[Records drawn from a data source]
═══
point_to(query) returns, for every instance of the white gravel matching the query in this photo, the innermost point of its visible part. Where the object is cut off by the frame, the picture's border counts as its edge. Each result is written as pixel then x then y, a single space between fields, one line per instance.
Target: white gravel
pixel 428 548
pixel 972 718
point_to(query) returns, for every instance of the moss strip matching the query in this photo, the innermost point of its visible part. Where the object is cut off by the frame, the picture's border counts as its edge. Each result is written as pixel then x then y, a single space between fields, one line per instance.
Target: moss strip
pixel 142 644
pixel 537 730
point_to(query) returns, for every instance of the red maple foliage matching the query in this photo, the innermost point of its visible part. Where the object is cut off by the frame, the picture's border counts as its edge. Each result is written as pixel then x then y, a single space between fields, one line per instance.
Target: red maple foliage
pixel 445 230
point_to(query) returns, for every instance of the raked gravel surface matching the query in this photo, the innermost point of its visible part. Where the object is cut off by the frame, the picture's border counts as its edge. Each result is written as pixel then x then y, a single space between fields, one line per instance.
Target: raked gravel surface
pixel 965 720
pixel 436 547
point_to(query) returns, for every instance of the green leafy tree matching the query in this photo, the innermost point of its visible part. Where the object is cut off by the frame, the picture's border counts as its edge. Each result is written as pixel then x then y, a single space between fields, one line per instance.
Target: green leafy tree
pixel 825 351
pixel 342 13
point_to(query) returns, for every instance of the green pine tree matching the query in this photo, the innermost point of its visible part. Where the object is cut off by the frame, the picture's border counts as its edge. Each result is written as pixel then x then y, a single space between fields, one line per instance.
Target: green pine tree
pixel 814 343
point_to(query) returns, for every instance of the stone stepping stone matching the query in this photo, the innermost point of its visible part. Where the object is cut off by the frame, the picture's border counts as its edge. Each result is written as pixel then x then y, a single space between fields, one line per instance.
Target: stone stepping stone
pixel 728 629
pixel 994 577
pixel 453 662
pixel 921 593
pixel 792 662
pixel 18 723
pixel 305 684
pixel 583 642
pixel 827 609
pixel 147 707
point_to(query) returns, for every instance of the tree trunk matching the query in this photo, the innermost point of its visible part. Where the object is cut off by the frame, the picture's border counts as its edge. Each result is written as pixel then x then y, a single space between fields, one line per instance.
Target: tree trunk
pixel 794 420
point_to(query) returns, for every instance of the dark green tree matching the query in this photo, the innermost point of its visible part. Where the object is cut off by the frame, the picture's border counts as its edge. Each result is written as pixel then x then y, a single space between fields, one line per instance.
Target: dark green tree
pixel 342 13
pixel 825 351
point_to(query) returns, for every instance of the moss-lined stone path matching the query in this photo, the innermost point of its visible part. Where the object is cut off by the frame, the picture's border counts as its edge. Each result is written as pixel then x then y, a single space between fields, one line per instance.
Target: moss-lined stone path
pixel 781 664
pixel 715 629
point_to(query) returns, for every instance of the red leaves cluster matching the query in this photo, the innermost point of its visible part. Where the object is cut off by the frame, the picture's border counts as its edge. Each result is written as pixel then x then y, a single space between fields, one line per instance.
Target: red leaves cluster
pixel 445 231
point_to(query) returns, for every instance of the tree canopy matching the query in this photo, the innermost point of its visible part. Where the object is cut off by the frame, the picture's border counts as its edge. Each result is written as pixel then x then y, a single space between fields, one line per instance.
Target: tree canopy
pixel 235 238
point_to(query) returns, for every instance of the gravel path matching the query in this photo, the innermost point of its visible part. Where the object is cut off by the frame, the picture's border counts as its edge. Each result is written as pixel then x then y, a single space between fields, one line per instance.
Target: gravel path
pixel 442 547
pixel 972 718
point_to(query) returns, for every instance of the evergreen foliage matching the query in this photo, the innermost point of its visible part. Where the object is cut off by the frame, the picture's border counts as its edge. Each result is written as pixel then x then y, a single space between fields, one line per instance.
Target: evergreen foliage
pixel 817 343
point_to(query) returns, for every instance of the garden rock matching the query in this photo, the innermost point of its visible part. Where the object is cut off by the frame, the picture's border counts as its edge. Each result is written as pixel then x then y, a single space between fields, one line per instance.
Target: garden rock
═══
## Goal
Reproduce these lines without any change.

## Response to the exercise
point_to(query) returns, for every instance of the white gravel matching the query in this photo, the innermost point of its visible part. Where the object is cut off by the frame, the picture's border counts as its edge. Each result is written as pixel then x then y, a single space between fields, one line per instance.
Target: white gravel
pixel 428 548
pixel 972 718
point_to(query) returns, for every instance of the moss strip matching the query in this photo, the innermost point of its visible part. Where the object is cut off by the frame, the picture's border counts as its edge. Each result is written as pixel then x then y, a single space between fields, one line per instance.
Target: moss strip
pixel 142 644
pixel 537 730
point_to(query) returns, for every instance of the red maple foliage matching the query in this photo, the innermost point of its visible part. Where the object is cut off by the frame, the picture's border counts as its edge. Each result is written as pixel then x then y, a single space between fields, one line per instance.
Target: red maple foliage
pixel 445 230
point_to(query) returns, for every instance of the raked gravel surface matching the query in this photo, the innermost point of its visible part. Where the object is cut off by the frame, the picture's border counts as its edge. Each result is written as pixel then x then y, a single space between fields, one line per instance.
Target: raked gravel surface
pixel 965 720
pixel 436 547
point_to(query) returns, for every instance of the green leafy tree matching the query in this photo, the innermost point of its visible part. Where the object is cut off by the frame, the picture's border counts as its edge. Each result is written as pixel then x then y, a single space between fields, one line per instance.
Target: green leafy tree
pixel 825 351
pixel 342 13
point_to(query) returns, for every instance of the green pine tree matching the query in this photo, the innermost point of its visible part. Where the object is cut off by the frame, the picture's border counts as its edge. Each result is written as pixel then x then y, a single space between fields, one line per instance.
Target: green pine tree
pixel 814 343
point_to(query) returns, for every instance of the stone stepping stone matching the query in this photo, the innermost point of its visible part. Where the object is cut off by the frame, the picture's border counts as its edge. Each result is written as pixel then x then y, a single space between fields, one line per instance.
Target: stone stepping stone
pixel 728 629
pixel 994 577
pixel 453 662
pixel 921 593
pixel 792 662
pixel 18 723
pixel 305 684
pixel 583 642
pixel 827 609
pixel 147 707
point_to(query) returns, for every instance of the tree trunk matching the query in this photo, the innermost point of its visible part. Where the object is cut off by the frame, the picture's border counts as its edge. Each result is written as pixel then x then y, a single space between fields, one line per instance.
Target: tree trunk
pixel 794 420
point_to(query) returns, for every instance of the dark green tree matching the query in this photo, the innermost point of its visible part. Where the object is cut off by the frame, the picture's border counts as its edge. Each result is written as pixel then x then y, a single space between fields, one line per instance.
Target: dark green tree
pixel 342 13
pixel 825 351
point_to(query) returns, for every instance of the moss-lined stone path matching the query in this photo, the innermost point of its visible part. Where the object is cut off by the frame, the picture's border counts as its edge. Each result is written as pixel then x then y, a single space between fields, one line per instance.
Target: moss-lined stone path
pixel 781 664
pixel 715 629
point_to(query) returns, for every instance of the red leaves cluster matching the query in this photo, the innermost point of its visible part. Where the object is cut off by the frame, the picture's border counts as its edge. Each result is written as pixel then x then y, a single space between fields, one line per instance.
Target: red leaves cluster
pixel 445 231
point_to(query) returns, for every instance of the tree canopy matching the query in this photo, the innermost point of its visible part. Where the object is cut off by the frame, the picture's border counts as its edge. Each result is written as pixel then x then y, a single space between fields, one line per instance.
Target: tree canopy
pixel 235 238
point_to(query) returns, for every instance of the gravel path matching the query in this photo, the innermost point of its visible part. Where the object is cut off by the frame, the picture's border counts as its edge. Each result is written as pixel then x then y, a single space between fields, one line per instance.
Target: gravel path
pixel 442 547
pixel 972 718
point_to(query) returns, for every instance of the evergreen foliage matching the query in this photo, the innermost point of its visible part. Where the object is cut off by the frame, the picture's border counts as its edge. Each result is written as pixel then x then y, a single space between fields, one line per instance.
Target: evergreen foliage
pixel 817 343
point_to(query) returns, for every instance of the garden rock matching the query in this photo, the innermost point of its visible part. Where the object is cut off by the frame, the picture's border counts as its edge. Each result is written as pixel then x then y, a single space between fields, one line per instance.
Target: garden rock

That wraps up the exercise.